> **INSTRUCTIONS TO FOLLOW**:
Nothing but the lines from the one containing "Put a dot on each instance of the green stem" through the last line should be written out, please, exactly as they stand.

Stored entries:
____________

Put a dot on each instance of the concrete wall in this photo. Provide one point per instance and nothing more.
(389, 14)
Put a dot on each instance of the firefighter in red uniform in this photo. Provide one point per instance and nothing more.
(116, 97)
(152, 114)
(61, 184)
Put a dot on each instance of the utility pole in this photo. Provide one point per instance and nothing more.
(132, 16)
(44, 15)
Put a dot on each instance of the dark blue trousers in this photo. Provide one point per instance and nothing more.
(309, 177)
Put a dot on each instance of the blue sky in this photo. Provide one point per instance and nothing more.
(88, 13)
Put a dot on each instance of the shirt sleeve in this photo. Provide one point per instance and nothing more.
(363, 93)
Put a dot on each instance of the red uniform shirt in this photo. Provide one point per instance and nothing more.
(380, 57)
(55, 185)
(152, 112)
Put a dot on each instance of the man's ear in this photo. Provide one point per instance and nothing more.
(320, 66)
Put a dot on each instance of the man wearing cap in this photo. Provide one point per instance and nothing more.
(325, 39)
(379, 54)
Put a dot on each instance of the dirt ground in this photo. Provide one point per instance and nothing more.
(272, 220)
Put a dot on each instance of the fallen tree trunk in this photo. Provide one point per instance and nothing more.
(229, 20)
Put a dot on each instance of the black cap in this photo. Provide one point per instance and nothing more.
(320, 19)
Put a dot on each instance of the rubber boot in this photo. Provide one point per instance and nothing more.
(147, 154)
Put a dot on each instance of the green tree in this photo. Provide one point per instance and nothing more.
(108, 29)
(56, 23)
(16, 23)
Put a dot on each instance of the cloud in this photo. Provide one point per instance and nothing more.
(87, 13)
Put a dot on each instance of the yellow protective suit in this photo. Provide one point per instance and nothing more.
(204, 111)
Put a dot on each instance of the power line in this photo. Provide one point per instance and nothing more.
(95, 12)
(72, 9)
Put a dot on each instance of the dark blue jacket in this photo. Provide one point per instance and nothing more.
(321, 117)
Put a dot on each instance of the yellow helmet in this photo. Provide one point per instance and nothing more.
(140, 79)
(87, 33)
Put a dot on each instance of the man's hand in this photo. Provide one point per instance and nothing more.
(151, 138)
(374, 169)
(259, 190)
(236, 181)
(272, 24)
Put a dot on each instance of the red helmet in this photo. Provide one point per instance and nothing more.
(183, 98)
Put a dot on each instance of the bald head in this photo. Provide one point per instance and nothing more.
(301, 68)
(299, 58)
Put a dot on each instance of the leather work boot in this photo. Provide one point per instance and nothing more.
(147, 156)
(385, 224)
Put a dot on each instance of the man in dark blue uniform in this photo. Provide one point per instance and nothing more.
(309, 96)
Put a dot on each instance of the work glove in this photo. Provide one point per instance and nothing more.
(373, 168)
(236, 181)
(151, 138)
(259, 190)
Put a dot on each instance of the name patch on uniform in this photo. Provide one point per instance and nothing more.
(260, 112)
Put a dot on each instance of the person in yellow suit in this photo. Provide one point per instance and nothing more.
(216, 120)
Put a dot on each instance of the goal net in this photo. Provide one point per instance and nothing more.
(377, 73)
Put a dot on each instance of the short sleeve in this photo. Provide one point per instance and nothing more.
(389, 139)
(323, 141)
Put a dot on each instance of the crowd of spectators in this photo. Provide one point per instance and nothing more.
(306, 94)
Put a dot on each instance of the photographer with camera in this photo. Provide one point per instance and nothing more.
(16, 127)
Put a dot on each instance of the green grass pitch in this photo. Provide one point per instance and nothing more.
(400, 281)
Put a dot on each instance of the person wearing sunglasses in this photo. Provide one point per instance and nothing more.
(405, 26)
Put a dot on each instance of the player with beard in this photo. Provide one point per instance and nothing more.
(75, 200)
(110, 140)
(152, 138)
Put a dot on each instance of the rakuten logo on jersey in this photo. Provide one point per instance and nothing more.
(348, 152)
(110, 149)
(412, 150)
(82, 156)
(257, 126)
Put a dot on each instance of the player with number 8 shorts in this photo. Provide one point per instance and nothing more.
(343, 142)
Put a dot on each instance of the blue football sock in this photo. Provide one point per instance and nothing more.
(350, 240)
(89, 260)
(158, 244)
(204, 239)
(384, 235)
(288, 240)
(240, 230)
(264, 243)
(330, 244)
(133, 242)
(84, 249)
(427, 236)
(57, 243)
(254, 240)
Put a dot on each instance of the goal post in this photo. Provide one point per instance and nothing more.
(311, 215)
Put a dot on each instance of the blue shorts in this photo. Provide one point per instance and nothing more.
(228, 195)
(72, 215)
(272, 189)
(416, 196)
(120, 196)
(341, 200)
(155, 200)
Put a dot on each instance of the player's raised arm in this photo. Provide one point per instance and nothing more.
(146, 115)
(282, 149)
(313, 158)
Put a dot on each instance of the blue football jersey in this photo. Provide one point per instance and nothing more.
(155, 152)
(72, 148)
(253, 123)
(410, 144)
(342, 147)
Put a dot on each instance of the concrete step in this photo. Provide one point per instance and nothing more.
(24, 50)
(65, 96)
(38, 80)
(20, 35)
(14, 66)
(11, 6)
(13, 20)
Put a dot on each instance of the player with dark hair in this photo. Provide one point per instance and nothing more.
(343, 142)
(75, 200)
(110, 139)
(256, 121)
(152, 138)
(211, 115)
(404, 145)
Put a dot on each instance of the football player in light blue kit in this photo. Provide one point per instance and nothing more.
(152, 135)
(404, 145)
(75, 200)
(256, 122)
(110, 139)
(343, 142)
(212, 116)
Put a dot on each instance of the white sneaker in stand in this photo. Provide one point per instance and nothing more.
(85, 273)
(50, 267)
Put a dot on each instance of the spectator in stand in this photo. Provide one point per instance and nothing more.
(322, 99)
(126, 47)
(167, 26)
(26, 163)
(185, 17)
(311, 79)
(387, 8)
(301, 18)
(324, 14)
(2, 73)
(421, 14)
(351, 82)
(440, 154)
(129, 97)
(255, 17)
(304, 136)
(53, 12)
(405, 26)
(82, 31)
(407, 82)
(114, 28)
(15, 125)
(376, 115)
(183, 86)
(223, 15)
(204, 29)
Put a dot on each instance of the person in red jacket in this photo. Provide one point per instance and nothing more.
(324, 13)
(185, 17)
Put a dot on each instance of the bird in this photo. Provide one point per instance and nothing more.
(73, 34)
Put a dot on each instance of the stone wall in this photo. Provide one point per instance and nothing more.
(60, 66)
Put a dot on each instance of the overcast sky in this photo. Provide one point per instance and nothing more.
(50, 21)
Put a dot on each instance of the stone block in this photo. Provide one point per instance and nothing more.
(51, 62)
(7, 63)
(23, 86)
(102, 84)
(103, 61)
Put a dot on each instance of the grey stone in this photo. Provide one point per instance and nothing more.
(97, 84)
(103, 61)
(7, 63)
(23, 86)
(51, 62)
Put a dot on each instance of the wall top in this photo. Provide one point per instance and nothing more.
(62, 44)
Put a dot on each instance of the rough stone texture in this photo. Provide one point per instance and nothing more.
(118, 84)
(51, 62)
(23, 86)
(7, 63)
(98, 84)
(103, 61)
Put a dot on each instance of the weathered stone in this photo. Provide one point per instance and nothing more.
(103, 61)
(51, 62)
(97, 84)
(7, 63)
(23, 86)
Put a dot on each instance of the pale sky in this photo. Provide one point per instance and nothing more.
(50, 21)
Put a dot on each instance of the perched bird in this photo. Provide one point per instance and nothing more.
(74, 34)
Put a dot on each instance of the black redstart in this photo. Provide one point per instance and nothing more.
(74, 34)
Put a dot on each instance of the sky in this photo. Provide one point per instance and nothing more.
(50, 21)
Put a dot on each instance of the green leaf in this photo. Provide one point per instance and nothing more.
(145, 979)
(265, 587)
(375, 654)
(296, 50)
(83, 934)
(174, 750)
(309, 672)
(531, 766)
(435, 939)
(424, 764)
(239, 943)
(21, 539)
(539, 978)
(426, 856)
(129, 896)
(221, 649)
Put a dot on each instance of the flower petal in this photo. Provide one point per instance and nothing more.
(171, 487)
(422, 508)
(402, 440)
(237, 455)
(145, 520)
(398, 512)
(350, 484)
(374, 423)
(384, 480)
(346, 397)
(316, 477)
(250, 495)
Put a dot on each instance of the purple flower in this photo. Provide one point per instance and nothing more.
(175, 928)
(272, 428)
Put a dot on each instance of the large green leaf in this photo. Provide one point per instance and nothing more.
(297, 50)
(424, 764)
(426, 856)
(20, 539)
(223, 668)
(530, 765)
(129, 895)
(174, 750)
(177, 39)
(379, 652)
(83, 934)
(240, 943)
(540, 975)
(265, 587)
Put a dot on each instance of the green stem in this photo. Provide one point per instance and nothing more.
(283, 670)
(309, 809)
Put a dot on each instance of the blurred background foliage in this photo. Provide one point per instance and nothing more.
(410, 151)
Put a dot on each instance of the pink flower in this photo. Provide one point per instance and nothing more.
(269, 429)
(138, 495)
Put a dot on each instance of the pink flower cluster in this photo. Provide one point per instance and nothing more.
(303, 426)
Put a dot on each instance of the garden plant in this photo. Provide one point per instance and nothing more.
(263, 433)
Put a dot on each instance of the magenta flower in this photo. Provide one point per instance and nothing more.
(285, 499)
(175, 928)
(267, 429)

____________

> **FULL RESPONSE**:
Put a dot on each instance of the green stem in this photo. Provide one point per instance and nothing more.
(283, 670)
(309, 809)
Put a dot on each instance of the blurred background foliage in this photo. Provide one point per instance and nothing more.
(410, 151)
Put a dot on each instance of the pink flower in this photo. Provide one point per instance and nothing more.
(269, 429)
(138, 495)
Put a dot on each instance of the pink flower cluster in this photo. Provide one point per instance and nothing more.
(303, 426)
Put a dot on each instance of the garden plant in this photo. Provide one point per instance and nothing more.
(263, 433)
Put a dot on each instance of the magenta flower in this photo. Provide one point per instance and nothing more.
(285, 499)
(175, 928)
(267, 429)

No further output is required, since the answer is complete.